Исходный текст.
----
Представления commedia dell'arte являли собой усо­вершенствованный вариант ателланских фарсов. Простаки в них уже не ограничиваются тремя разновидностями, а плуты — одной. Здесь налицо целый человеческий зве­ринец.

Знаменитые типы этой commedia имеют более глу­бокие корни, чем общественные нравы и даже само общество. В «Танцах» Калло животное происхождение


персонажей прямо-таки бросается в глаза. Правда, выс­казывалось мнение, что Калло, быть может, и не воспро­изводил точного портрета commedia, но, с другой сторо­ны, будет резонно предположить, что любые отклонения были обусловлены знанием и интуитивным понимани­ем самой сущности commedia. Птицы Аристофана пред­ставляют собой случай усложненного использования басни о животных, которая по природе своей не должна быть усложненной/Со временем персонажи комедии стали воплощать человеческую сущность в самом что ни на есть ограниченном смысле, как человеческую сущность, ото­рванную от Природы. Однако первоначально они воп­лощали человеческую сущность как составную часть всей Природы, а человеческую жизнь изображали как части­цу всей жизни. И наоборот, Природа вовне человека не была чем-то внешним: всеобщие силы жизни находили воплощение в человеческих фигурах. Если в трагедиях боги соединяются в одном лице с героями, то в комедиях плуты и шуты соединяются в одном лице со всякой мелкой сошкой из царства духов, как это все еще происходит в пьесах Шекспира «Сон в летнюю ночь» и «Буря».

Commedia dell'arte угасла в восемнадцатом веке. В наши дни некоторым, хотя и отдаленным сходством с ней об­ладает специфический вид театра, ни в малейшей степе­ни не испытавший на себе ее влияния, — так называемая «Пекинская опера». Но какие-то следы commedia можно обнаружить в театре Эдуардо Де Филиппо в Неаполе, а «Пикколо театро ди Милано» предпринял ряд убедитель­ных попыток возродить представления в стиле commedia.
----
Письменный запрос a. Перепишите записи от их начала до строки с «[133,361,154,408]» включительно, заменив «photograph» на «image». Всё остальное оставьте как есть.
----
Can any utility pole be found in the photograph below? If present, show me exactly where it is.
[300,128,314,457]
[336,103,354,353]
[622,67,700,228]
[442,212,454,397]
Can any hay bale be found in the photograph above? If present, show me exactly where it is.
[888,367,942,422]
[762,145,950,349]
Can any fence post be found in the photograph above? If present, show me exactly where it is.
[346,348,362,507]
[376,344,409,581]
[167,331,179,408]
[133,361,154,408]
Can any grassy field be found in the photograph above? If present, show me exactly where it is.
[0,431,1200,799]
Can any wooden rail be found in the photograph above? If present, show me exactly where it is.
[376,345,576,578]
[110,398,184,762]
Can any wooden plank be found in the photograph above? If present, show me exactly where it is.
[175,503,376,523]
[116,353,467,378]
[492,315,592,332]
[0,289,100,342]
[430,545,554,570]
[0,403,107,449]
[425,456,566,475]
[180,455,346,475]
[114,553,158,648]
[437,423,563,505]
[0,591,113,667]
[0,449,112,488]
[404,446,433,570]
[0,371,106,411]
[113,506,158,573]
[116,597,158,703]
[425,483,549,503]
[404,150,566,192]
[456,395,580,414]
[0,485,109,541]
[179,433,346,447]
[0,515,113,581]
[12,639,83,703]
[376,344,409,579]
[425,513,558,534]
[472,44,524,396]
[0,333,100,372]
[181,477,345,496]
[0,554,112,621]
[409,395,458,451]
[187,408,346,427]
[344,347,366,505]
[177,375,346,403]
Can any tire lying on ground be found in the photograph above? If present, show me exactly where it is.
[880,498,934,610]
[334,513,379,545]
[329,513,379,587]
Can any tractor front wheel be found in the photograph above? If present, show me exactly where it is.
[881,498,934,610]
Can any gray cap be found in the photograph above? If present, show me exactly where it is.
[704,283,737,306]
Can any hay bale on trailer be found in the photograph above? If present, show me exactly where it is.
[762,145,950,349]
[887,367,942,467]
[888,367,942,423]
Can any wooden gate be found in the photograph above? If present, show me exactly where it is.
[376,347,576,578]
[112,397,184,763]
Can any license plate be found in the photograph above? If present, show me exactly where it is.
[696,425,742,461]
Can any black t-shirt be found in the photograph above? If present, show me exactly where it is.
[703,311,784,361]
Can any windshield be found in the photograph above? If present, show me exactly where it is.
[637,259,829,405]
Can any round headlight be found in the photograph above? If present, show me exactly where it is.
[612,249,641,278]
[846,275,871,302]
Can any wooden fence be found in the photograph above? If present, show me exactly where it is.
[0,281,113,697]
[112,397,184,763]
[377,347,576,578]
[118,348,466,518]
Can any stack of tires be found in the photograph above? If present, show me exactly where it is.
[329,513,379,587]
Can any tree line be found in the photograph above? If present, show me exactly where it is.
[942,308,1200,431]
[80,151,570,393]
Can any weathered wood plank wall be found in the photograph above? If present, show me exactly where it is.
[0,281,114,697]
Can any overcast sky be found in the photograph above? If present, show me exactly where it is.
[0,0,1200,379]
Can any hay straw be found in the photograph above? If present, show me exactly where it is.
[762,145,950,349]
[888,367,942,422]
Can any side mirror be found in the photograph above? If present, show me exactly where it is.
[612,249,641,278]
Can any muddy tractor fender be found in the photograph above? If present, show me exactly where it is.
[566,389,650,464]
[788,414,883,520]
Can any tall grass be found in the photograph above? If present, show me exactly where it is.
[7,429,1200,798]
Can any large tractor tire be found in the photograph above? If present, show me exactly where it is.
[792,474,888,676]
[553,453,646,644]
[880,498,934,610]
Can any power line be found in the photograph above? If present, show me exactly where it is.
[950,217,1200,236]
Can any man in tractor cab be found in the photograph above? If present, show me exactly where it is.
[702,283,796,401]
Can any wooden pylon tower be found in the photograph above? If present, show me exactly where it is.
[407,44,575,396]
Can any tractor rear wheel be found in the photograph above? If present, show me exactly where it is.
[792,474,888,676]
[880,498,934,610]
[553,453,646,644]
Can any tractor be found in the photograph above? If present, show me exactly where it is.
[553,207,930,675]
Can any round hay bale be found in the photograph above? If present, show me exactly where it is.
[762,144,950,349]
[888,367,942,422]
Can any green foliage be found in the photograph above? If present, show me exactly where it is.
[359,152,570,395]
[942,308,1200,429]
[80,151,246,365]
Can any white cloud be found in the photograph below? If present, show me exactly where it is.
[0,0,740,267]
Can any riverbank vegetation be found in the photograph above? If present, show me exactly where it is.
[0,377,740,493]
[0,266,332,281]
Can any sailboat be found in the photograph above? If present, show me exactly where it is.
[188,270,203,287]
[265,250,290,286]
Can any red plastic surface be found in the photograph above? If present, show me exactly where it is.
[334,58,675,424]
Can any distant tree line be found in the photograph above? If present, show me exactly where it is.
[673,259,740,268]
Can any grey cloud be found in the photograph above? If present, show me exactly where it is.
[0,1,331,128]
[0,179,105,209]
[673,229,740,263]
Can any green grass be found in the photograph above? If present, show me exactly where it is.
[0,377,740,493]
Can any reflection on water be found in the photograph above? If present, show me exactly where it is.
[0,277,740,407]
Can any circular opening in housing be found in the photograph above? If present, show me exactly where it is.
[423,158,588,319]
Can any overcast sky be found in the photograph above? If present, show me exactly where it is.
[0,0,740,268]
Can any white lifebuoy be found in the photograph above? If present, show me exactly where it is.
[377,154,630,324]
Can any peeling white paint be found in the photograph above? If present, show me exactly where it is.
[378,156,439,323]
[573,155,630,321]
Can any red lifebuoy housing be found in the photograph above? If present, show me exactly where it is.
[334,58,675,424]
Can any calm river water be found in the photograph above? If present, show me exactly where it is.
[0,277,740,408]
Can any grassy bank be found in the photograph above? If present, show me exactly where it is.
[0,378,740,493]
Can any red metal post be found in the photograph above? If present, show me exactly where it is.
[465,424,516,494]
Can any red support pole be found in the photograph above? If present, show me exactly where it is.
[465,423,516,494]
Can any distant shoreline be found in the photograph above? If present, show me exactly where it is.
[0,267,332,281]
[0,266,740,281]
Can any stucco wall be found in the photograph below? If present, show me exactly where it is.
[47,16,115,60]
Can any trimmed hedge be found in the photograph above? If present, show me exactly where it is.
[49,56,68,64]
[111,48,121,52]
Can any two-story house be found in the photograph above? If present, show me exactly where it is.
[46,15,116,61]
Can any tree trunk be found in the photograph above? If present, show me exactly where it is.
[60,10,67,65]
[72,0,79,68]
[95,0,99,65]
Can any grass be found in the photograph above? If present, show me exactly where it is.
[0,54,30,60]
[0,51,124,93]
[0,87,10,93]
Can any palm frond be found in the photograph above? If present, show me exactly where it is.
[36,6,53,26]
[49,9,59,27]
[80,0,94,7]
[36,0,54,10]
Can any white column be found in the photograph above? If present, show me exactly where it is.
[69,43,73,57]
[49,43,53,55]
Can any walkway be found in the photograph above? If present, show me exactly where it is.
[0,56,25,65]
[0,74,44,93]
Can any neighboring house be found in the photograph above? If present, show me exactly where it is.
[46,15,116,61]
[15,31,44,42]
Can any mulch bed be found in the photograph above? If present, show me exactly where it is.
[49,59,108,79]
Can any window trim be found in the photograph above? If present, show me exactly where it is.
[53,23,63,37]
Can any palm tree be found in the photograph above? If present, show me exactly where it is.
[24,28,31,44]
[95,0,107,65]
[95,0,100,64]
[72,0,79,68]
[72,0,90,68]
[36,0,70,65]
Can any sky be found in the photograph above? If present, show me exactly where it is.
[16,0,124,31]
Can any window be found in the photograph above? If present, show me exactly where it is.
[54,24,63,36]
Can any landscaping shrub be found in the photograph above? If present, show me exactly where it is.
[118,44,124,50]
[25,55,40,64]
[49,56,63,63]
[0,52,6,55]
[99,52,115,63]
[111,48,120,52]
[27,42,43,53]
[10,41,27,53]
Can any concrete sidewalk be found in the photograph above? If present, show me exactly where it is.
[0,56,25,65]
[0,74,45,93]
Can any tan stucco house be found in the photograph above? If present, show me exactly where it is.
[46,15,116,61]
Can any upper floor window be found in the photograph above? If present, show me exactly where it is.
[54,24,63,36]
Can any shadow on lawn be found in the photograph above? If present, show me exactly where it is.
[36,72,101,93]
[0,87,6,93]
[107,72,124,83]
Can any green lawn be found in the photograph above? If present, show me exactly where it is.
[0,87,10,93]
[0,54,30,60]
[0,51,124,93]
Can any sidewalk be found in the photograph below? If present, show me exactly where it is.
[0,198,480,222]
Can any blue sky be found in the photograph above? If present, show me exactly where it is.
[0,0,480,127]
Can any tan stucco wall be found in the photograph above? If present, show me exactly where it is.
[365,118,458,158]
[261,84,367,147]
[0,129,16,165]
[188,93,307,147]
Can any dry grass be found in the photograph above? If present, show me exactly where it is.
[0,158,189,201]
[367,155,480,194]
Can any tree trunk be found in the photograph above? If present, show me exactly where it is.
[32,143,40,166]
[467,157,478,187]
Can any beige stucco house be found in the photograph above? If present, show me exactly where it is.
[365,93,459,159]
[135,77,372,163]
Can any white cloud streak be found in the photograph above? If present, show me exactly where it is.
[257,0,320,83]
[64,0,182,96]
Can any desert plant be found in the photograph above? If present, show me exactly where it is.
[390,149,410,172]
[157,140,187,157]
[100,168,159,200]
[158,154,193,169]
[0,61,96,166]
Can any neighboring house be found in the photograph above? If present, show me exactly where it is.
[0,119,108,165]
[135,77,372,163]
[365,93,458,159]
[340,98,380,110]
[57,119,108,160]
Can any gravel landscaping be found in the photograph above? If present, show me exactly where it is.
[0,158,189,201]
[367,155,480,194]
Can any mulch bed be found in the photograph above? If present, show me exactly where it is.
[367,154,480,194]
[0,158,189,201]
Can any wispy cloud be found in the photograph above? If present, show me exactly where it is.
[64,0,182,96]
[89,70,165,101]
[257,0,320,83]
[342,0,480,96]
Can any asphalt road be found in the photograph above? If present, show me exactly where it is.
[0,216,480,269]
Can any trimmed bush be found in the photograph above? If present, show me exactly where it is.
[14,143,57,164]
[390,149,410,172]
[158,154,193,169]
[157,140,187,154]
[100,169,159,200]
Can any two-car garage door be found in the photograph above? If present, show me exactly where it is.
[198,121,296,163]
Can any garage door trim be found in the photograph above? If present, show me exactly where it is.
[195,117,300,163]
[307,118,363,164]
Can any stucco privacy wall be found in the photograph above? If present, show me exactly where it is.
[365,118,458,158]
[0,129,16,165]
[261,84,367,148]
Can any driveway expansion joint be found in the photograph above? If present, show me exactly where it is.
----
Письменный запрос b. В каком веке угасла commedia dell'arte, если верить тексту о ней?

Итоговый ответ a.
Can any utility pole be found in the image below? If present, show me exactly where it is.
[300,128,314,457]
[336,103,354,353]
[622,67,700,228]
[442,212,454,397]
Can any hay bale be found in the image above? If present, show me exactly where it is.
[888,367,942,422]
[762,145,950,349]
Can any fence post be found in the image above? If present, show me exactly where it is.
[346,348,362,507]
[376,344,409,581]
[167,331,179,408]
[133,361,154,408]

Итоговый ответ b. В восемнадцатом веке.